__Dataset extract__
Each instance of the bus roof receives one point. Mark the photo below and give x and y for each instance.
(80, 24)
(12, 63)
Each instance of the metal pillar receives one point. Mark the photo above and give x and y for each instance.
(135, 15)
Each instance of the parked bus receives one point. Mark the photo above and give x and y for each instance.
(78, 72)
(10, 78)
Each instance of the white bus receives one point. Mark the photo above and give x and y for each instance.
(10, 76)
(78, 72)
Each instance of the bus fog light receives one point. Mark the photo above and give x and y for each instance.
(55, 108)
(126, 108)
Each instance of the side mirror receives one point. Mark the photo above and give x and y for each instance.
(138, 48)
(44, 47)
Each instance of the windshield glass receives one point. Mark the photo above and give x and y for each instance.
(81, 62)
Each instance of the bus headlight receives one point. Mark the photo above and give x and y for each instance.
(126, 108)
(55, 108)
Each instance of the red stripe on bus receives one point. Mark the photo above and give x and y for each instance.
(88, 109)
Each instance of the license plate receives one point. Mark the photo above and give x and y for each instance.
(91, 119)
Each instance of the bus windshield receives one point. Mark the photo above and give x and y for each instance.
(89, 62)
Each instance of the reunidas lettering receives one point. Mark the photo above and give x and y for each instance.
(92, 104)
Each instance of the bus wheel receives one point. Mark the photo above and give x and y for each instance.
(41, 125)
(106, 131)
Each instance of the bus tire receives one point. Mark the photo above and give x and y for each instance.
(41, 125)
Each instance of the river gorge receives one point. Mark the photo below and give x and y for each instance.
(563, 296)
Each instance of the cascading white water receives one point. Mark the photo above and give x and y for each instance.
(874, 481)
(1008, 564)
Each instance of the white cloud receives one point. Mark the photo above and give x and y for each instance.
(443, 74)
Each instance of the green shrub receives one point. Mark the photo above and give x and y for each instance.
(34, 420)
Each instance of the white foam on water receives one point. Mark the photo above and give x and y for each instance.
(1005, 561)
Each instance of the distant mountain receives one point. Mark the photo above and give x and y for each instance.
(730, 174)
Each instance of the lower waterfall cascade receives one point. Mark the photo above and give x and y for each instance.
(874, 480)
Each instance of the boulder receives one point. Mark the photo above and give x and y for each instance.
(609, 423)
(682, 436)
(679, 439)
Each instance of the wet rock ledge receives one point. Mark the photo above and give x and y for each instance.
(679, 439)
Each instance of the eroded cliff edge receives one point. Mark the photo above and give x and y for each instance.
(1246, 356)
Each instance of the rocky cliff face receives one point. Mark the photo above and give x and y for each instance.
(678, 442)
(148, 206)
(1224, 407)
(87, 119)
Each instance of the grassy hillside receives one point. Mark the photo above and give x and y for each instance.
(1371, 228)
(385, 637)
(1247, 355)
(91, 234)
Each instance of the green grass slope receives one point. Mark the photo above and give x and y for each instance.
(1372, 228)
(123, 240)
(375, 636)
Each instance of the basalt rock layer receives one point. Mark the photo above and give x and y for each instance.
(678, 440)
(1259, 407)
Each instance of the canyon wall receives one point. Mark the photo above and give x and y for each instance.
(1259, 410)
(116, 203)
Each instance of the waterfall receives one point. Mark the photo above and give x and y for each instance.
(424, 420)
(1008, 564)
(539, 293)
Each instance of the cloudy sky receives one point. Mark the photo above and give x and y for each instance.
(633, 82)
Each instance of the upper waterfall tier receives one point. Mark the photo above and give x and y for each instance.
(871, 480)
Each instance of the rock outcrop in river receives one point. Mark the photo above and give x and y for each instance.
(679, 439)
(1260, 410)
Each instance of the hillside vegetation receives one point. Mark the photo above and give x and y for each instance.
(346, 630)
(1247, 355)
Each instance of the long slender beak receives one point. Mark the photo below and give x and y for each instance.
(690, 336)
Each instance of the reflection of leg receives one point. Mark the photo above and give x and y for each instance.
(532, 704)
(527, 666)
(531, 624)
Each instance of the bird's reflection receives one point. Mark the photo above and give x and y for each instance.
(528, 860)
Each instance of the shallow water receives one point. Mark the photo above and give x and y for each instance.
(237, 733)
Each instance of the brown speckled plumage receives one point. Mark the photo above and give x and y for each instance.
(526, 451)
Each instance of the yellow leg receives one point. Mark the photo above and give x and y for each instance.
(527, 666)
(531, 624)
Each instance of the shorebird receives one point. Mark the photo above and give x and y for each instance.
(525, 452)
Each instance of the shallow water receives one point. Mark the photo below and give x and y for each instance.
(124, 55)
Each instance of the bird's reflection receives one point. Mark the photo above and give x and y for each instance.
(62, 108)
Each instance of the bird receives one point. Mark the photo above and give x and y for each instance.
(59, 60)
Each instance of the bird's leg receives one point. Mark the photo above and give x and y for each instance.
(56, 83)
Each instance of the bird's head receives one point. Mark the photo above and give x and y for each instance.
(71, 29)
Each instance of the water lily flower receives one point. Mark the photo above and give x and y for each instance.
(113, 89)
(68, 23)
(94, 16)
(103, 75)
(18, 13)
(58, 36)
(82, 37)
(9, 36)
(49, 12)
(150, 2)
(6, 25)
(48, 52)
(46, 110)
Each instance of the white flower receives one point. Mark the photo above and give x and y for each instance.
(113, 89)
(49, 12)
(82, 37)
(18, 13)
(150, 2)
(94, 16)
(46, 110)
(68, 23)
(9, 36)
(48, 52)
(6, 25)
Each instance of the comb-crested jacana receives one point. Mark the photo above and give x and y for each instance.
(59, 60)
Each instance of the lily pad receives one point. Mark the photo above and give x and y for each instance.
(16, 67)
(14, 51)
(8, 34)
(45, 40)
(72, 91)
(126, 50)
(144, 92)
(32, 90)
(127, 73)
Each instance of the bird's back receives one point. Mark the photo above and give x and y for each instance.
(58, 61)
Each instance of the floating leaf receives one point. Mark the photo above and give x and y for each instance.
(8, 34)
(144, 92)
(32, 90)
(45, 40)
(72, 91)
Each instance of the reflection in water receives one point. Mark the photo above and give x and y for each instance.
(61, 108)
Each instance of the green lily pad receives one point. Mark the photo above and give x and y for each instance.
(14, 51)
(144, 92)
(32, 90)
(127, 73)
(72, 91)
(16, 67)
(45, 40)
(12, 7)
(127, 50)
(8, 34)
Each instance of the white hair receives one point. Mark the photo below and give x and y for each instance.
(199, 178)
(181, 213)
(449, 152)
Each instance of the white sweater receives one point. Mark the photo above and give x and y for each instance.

__Given task__
Transcribe every record above exactly as it appears.

__Result of this task__
Each instance of the bus roof receives one point. Mark the photo below and give x and y for each instance.
(80, 24)
(12, 63)
Each instance of the metal pillar receives one point. Mark the photo above and give x and y for each instance.
(135, 15)
Each instance of the parked bus receives one point. Mark the photo above and give x and y for each instance.
(78, 72)
(10, 78)
Each instance of the white bus receives one point. Mark the photo above and give x and y for each instance.
(10, 76)
(78, 72)
Each instance of the bus fog light receives one point. Mark the photo above and give x and y for each instance.
(55, 108)
(126, 108)
Each instance of the side mirror receives one point. Mark the photo above and give x and y for each instance.
(138, 48)
(44, 47)
Each instance of the windshield glass receives one point. Mark the photo above and give x and y for each instance.
(81, 62)
Each instance of the bus headlight receives one point. Mark the photo above and give x and y for each instance.
(126, 108)
(55, 108)
Each instance of the red stripe on bus receives one point. Mark the photo above and give x and y for each instance.
(88, 109)
Each instance of the license plate receives one point. Mark the photo above and give x and y for each instance.
(91, 119)
Each instance of the bus windshield receives one point. Mark the photo above and give x and y for each instance.
(89, 62)
Each instance of the reunidas lettering receives one point. Mark the photo above and give x and y for each instance.
(92, 104)
Each instance of the bus wheel receives one point. Mark the photo above and give x and y for each instance.
(41, 125)
(106, 131)
Each instance of the bus tire receives one point. Mark the photo above and give x and y for each instance.
(41, 125)
Each instance of the river gorge receives one point. Mark the photo below and give x and y for each instance.
(563, 296)
Each instance of the cascading white water receives one point. Mark the photo above and give x and y for each instance.
(874, 481)
(1008, 564)
Each instance of the white cloud receives one point. Mark the photo above and give x and y for each instance.
(443, 74)
Each instance of the green shrub receives one point. Mark the photo above and give x and y for each instance.
(34, 420)
Each instance of the white foam on water receives one point. Mark the photo above and give x and y for each instance.
(1005, 561)
Each instance of the distant mountain receives one point. Mark the photo above and give x and y for each instance.
(730, 174)
Each instance of the lower waterfall cascade receives one point. Mark the photo above and give x and y for each instance.
(874, 480)
Each instance of the boulder receives one point. Mark the photo above and give x and y for each instance.
(609, 423)
(682, 436)
(679, 439)
Each instance of the wet rock ledge receives one point. Mark the photo above and give x and y for each instance.
(679, 439)
Each instance of the eroded cliff edge receives one point. Mark the photo above and give x and y for each instance.
(1246, 356)
Each instance of the rocky cliff face receives one point. Mark the photo above and give x and y for each instance.
(678, 442)
(148, 206)
(1224, 407)
(87, 119)
Each instance of the grassy hillside receives one point. Mark the photo above and give x and y for each instance.
(1371, 228)
(385, 637)
(1247, 355)
(91, 234)
Each instance of the green grass slope receives one point. Mark the photo above and give x and y for each instance.
(1372, 228)
(123, 240)
(375, 636)
Each instance of the basalt rock layer receives one point. Mark the photo above and give x and y for each instance.
(678, 440)
(1259, 407)
Each instance of the canyon wall receives one point. Mark the photo above and give x and y for each instance.
(1259, 410)
(116, 203)
Each instance of the waterfall receives one point. Mark the photo above and give x and y for each instance.
(424, 420)
(1008, 564)
(539, 293)
Each instance of the cloudy sky receives one point. Mark the photo above and give x and y for each instance.
(633, 82)
Each instance of the upper waterfall tier receives one point. Mark the photo above and give x and y for each instance.
(871, 480)
Each instance of the rock outcrop in river receives one point. Mark the photo above and give x and y for each instance.
(679, 439)
(1260, 410)
Each instance of the hillside vegetation receives one point. Mark the photo above and give x and y for each instance.
(346, 630)
(1247, 355)
Each instance of the long slender beak receives one point. Mark the photo below and give x and y for each instance.
(690, 336)
Each instance of the reflection of leg receives one point. Mark the photo above and give x and y for each instance.
(532, 704)
(527, 666)
(531, 624)
Each instance of the bird's reflection receives one point. Mark the photo above and give x and y for each instance.
(528, 860)
Each instance of the shallow water receives one point. Mark the photo above and give x and y for each instance.
(237, 733)
Each instance of the brown speckled plumage receives one point. Mark the photo above and give x and y for each instance.
(526, 451)
Each instance of the yellow leg receives one point. Mark the photo above and give x and y for each instance.
(527, 666)
(531, 624)
Each instance of the shorebird receives one point. Mark the photo above and give x and y for each instance.
(525, 452)
Each instance of the shallow water receives one point. Mark the photo below and give x and y for each instance.
(124, 55)
Each instance of the bird's reflection receives one point. Mark the photo above and give x and y for each instance.
(62, 108)
Each instance of the bird receives one point. Mark the photo above and give x and y for each instance.
(59, 60)
Each instance of the bird's leg receives one point. Mark the photo above and give x and y for each instance.
(56, 83)
Each instance of the bird's head receives one point. Mark the photo above and give x and y for each instance.
(71, 29)
Each instance of the water lily flower receives one point. Mark the photo above and give x and y for each instance.
(113, 89)
(68, 23)
(94, 16)
(103, 75)
(18, 13)
(58, 36)
(82, 37)
(9, 36)
(49, 12)
(150, 2)
(6, 25)
(48, 52)
(46, 110)
Each instance of the white flower receives one point. Mark the photo above and give x and y for each instance.
(113, 89)
(49, 12)
(82, 37)
(18, 13)
(150, 2)
(94, 16)
(46, 110)
(68, 23)
(9, 36)
(48, 52)
(6, 25)
Each instance of the comb-crested jacana receives one point. Mark the photo above and give x and y for each instance.
(59, 60)
Each instance of the lily pad receives one point. Mark the photo above and give x and y for each instance.
(16, 67)
(14, 51)
(8, 34)
(45, 40)
(72, 91)
(126, 50)
(144, 92)
(32, 90)
(127, 73)
Each instance of the bird's back receives one point. Mark the photo above and give x and y for each instance.
(58, 61)
Each instance of the floating leaf receives one point. Mark the photo above and give x and y for each instance.
(8, 34)
(144, 92)
(32, 90)
(45, 40)
(72, 91)
Each instance of the reflection in water receives one point. Mark the photo above and give x and y for each instance.
(61, 108)
Each instance of the green lily pad receives one point. Mark the photo above and give x and y for each instance.
(14, 51)
(144, 92)
(32, 90)
(127, 73)
(72, 91)
(16, 67)
(45, 40)
(12, 7)
(127, 50)
(8, 34)
Each instance of the white hair receives one point. Mark the photo below and give x and y for each instance.
(199, 178)
(181, 213)
(449, 152)
Each instance of the white sweater receives one point. Mark the photo above and give x and y for each instance.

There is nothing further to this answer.